▸ Tugas yang Dikerjakan
Salin kata demi kata bagian dari kutipan refleksi tentang berpulang, mulai dari "Empat Maestro" sampai dengan "sinetron Keluarga Cemara.".

▸ Kutipan untuk Dibaca
MEREKA PERGI BERURUTAN

MEREKA PERGI BERURUTAN
Refleksi Kecil tentang Berpulang Ke Rumah Abadi
Alfred B. Jogo Ena


Empat Maestro

Hampir setahun silam, tepatnya pada 19 Juli 2019, Indonesia kehilangan seorang budayawan, jurnalist, seniman dan penulis serba bisa Arwendo Atmowiloto. Ia meninggal karena kanker prostat. Ia meninggal pada usia 70 tahun. Ia telah menjejakkan dirinya dalam sejarah literasi Indonesia. Penulis cerpen, novel dan naskah sinetron ini begitu familiar di kalangan pencinta sinetron Keluarga Cemara.

▸ Data yang Disediakan
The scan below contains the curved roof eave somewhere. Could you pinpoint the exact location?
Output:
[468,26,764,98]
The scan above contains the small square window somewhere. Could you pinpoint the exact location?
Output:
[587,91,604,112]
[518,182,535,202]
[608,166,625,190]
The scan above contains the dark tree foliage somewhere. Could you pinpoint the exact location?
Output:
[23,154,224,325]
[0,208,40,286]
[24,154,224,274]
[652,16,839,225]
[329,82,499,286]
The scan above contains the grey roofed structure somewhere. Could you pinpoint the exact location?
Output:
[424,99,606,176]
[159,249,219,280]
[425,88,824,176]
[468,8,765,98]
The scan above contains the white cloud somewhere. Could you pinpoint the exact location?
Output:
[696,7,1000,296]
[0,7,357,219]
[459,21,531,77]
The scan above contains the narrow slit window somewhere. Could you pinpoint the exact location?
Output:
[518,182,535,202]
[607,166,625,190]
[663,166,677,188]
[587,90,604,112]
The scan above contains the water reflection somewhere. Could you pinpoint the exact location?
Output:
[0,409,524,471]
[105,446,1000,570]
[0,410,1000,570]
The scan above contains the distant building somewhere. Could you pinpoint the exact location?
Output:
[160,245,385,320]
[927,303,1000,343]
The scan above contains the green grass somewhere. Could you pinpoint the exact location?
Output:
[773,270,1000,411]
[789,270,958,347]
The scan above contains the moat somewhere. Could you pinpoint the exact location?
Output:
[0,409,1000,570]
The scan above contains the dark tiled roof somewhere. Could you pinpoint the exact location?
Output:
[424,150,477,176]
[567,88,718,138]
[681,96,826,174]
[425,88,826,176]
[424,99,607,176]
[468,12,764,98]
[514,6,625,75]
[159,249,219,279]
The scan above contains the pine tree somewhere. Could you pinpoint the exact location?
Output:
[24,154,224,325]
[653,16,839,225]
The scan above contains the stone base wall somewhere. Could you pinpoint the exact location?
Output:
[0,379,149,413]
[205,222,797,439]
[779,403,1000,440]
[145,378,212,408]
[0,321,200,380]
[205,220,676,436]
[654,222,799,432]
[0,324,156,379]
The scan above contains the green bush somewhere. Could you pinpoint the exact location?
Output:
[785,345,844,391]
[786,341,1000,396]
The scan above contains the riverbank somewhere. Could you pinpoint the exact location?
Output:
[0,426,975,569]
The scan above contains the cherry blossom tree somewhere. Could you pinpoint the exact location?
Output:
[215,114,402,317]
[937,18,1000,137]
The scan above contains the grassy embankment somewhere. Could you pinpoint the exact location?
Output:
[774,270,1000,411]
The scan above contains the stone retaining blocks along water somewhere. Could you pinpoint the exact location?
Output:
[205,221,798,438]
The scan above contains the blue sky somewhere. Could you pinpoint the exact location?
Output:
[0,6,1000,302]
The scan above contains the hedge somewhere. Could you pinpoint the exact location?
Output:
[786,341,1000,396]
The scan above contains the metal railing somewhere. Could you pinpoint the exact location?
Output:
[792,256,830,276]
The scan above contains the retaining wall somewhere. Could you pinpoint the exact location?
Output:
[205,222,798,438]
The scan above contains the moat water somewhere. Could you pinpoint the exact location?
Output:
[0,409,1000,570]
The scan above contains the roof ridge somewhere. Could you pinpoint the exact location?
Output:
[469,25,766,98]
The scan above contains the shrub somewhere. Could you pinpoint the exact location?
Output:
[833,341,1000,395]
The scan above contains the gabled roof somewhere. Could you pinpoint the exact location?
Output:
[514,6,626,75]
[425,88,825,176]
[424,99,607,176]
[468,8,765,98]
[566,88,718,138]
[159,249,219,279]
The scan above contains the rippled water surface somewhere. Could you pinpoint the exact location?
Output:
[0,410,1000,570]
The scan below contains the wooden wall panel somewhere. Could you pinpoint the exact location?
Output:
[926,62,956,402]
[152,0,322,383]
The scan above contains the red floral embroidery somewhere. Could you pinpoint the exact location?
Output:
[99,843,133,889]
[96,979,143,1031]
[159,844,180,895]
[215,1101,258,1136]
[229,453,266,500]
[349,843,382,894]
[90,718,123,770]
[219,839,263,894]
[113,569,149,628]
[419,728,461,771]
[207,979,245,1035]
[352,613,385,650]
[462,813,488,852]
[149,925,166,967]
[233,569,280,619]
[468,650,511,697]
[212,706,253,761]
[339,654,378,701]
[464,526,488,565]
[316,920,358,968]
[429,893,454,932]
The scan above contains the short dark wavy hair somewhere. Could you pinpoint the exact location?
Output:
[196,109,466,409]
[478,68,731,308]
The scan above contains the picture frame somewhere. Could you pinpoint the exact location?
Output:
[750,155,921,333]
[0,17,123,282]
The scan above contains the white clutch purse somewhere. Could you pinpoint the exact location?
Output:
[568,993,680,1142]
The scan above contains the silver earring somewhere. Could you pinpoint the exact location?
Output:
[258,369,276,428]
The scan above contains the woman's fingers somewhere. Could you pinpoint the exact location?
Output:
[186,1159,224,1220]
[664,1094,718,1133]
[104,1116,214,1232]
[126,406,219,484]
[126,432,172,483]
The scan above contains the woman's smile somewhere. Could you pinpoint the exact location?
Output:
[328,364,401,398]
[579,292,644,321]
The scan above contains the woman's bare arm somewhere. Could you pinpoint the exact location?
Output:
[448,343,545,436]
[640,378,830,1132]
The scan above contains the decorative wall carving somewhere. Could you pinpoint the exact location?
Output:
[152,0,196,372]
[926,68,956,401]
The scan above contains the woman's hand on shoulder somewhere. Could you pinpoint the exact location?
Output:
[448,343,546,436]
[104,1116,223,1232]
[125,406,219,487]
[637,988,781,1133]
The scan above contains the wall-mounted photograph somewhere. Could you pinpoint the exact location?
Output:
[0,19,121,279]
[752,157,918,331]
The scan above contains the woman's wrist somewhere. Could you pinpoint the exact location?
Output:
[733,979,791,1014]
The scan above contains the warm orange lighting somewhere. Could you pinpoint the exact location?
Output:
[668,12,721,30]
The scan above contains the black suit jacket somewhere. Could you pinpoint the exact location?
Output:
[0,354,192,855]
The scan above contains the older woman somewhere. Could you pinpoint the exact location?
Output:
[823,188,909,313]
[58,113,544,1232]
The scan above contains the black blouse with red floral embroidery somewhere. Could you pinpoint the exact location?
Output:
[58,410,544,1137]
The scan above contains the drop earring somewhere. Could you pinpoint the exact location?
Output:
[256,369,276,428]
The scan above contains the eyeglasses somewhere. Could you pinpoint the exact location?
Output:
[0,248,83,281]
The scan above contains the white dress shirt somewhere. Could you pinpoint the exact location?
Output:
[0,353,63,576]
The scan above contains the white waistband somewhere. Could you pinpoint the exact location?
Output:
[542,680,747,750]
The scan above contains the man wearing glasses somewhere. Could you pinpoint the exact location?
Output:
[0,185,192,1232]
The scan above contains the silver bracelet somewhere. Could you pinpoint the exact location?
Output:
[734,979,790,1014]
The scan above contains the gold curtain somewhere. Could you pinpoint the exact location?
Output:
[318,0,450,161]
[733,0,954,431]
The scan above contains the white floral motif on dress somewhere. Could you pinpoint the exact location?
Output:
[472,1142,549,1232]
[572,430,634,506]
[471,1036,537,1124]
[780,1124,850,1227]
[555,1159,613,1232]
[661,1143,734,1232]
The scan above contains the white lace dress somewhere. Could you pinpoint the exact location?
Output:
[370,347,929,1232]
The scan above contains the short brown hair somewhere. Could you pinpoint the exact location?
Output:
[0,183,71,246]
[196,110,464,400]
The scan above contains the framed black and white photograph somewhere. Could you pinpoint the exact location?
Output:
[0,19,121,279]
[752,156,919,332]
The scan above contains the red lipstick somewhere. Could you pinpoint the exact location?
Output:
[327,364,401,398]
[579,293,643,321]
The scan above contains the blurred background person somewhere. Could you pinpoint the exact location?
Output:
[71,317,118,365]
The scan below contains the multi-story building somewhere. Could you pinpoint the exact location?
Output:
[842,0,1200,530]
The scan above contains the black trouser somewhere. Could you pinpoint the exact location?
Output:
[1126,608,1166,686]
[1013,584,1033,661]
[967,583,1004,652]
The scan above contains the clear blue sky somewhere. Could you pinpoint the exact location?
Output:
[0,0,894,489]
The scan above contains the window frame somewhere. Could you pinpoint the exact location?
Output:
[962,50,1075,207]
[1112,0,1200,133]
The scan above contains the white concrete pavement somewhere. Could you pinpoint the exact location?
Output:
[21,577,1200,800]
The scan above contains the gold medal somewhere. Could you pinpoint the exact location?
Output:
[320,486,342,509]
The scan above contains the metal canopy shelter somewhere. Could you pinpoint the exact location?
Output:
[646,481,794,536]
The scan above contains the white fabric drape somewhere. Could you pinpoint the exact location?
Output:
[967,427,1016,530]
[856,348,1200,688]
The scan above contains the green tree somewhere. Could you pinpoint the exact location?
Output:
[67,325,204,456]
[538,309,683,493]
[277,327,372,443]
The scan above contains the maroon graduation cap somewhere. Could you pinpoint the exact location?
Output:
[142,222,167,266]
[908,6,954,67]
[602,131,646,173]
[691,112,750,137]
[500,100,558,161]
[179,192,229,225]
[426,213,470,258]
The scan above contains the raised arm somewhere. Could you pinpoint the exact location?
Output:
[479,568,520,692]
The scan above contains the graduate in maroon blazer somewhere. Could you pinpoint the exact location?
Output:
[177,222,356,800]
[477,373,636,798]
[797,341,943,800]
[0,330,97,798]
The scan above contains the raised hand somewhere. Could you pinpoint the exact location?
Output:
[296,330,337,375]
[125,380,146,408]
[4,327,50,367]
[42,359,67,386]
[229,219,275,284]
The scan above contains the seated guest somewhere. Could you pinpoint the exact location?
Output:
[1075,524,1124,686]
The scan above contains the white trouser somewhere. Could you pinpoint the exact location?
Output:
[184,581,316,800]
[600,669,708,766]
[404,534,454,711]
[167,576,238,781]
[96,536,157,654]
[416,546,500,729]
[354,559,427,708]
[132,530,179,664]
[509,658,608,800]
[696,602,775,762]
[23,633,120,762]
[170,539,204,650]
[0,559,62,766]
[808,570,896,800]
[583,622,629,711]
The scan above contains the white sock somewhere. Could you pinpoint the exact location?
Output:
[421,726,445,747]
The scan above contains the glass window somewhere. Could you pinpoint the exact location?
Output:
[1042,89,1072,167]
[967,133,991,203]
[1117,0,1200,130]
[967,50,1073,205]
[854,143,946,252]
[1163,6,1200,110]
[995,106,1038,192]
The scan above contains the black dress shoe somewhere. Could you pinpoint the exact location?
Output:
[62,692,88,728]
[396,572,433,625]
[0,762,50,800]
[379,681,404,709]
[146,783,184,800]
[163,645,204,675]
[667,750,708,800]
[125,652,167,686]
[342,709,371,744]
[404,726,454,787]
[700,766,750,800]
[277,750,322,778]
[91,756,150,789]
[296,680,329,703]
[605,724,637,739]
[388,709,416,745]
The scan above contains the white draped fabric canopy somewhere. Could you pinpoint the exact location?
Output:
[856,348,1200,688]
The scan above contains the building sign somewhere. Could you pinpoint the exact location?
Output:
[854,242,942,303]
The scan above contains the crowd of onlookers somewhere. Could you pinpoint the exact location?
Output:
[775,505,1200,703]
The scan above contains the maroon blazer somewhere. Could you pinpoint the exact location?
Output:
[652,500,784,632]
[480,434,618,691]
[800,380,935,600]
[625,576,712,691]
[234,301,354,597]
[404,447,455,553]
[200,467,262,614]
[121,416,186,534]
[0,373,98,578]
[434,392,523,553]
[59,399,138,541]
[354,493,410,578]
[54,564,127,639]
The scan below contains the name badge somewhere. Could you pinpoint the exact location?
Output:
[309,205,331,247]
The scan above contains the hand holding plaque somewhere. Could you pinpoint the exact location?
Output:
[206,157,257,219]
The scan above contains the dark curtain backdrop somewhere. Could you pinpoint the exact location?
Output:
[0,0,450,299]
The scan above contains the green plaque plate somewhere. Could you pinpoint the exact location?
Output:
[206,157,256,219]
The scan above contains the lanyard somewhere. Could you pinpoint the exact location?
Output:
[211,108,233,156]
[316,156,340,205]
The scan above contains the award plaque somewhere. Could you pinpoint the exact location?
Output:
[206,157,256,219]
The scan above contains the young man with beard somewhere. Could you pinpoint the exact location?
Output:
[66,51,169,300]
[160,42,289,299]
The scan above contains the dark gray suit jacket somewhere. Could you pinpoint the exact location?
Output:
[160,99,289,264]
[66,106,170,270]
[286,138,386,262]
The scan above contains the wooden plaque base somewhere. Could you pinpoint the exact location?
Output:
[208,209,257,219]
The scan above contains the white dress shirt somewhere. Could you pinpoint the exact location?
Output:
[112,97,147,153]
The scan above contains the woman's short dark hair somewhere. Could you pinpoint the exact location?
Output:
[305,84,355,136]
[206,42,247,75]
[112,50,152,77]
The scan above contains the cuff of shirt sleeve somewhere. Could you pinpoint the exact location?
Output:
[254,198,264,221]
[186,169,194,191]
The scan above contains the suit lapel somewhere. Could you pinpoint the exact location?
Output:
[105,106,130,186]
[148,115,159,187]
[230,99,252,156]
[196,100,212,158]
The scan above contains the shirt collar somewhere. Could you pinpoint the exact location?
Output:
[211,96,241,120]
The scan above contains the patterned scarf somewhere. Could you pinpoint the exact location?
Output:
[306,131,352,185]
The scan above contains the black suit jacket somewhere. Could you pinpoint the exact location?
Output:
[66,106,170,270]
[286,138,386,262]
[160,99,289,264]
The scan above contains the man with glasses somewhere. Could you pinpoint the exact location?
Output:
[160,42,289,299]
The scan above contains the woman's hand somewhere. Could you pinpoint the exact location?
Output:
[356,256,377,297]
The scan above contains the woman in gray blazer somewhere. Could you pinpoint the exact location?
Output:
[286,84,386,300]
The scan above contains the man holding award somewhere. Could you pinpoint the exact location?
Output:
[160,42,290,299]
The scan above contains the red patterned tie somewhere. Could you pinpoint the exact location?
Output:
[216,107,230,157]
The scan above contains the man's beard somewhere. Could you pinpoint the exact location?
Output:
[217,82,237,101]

▸ Jawaban yang Diharapkan
Empat Maestro

Hampir setahun silam, tepatnya pada 19 Juli 2019, Indonesia kehilangan seorang budayawan, jurnalist, seniman dan penulis serba bisa Arwendo Atmowiloto. Ia meninggal karena kanker prostat. Ia meninggal pada usia 70 tahun. Ia telah menjejakkan dirinya dalam sejarah literasi Indonesia. Penulis cerpen, novel dan naskah sinetron ini begitu familiar di kalangan pencinta sinetron Keluarga Cemara.